— SUPPLIED PASSAGE —
By Reuters - Jun 13,2015 - Last updated at Jun 13,2015

A South Korean health worker from a community health centre wearing mask as a precaution against MERS (Middle East Respiratory Syndrome) virus checks an examinee’s temperature at a test site for the civil service examination in Seoul, South Korea, on Saturday (AP photo)

SEOUL — The World Health Organisation (WHO) said on Saturday it would hold an emergency meeting on Tuesday to consider South Korea's outbreak of Middle East Respiratory Syndrome (MERS), which it described as "large and complex".

The UN health agency said more cases should be anticipated, but that the disease was confined to hospitals, with no sign it was spreading in the community.

There was also no indication that the MERS virus in South Korea had changed to become more transmissible, the WHO's assistant director general, Keiji Fukuda, told a news conference at the Health Ministry in Sejong, south of the capital, Seoul.

The virus has infected 138 people in South Korea and killed 14 of them since it was first diagnosed on May 20 in a businessman who had returned from a trip to the Middle East.

The 12 new cases reported on Saturday included an ambulance driver who transported an infected person.

The meeting on Tuesday of the MERS emergency committee, which comprises international health experts from WHO member states, will provide technical updates on epidemiology and provide advice on future actions to be taken in response to the outbreak, the WHO said.

(Dataset records)

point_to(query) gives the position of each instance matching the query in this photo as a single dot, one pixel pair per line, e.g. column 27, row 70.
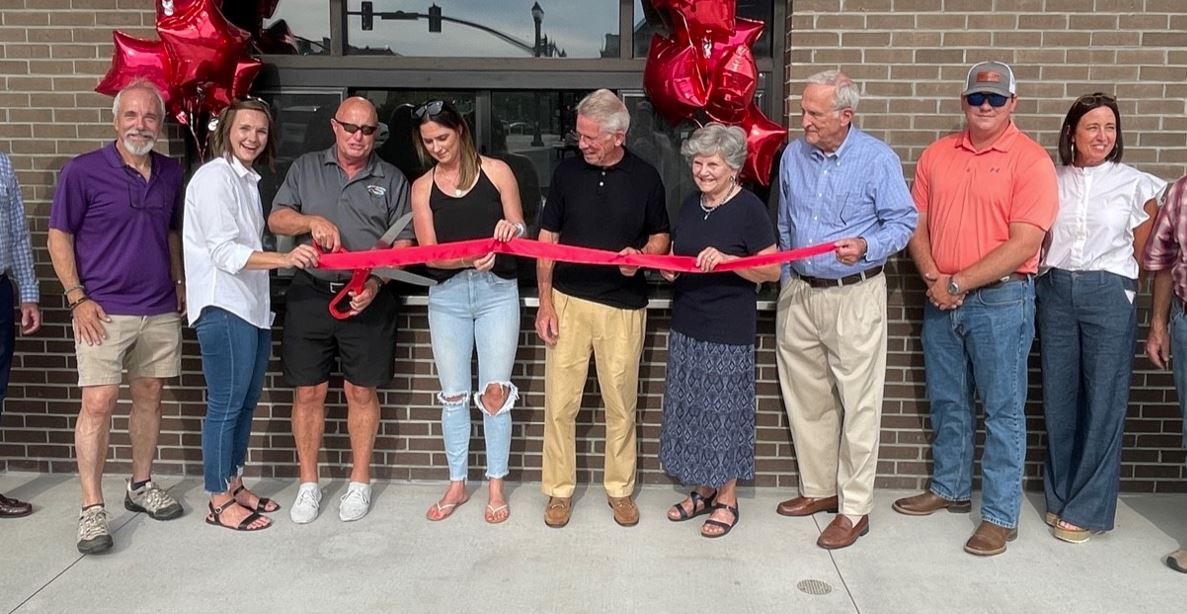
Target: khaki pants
column 615, row 337
column 832, row 354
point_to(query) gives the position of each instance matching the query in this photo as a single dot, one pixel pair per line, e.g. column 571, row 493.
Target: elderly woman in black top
column 708, row 435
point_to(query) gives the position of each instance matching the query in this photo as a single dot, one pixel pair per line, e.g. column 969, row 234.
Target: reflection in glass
column 309, row 20
column 482, row 29
column 759, row 10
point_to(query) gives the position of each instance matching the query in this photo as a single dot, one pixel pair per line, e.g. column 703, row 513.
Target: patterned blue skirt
column 708, row 432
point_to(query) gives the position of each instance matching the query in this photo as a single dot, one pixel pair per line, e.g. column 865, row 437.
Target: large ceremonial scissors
column 340, row 305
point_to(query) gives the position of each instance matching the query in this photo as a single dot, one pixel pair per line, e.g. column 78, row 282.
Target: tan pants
column 832, row 355
column 615, row 337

— QUESTIONS ON THE MATERIAL —
A. Based on the news report about MERS in South Korea, decide whether each statement agrees with it. Answer yes or no and quote the deciding words. (i) The WHO said the disease was spreading in the community. (ii) The virus was first diagnosed on May 20 in a businessman. (iii) An ambulance driver was among the new cases reported on Saturday.
B. Turn the paragraph of the MERS news report that begins "The meeting on Tuesday of the MERS emergency committee" into a short list that keeps its main facts.

— SOLUTIONS IN ORDER —
A.
(i) No: "the disease was confined to hospitals, with no sign it was spreading in the community"
(ii) Yes: "first diagnosed on May 20 in a businessman who had returned from a trip to the Middle East"
(iii) Yes: "The 12 new cases reported on Saturday included an ambulance driver who transported an infected person"

B.
- When: Tuesday
- Body: the MERS emergency committee, made up of international health experts from WHO member states
- Agenda: technical updates on epidemiology
- Outcome: advice on future actions in response to the outbreak
- Source: the WHO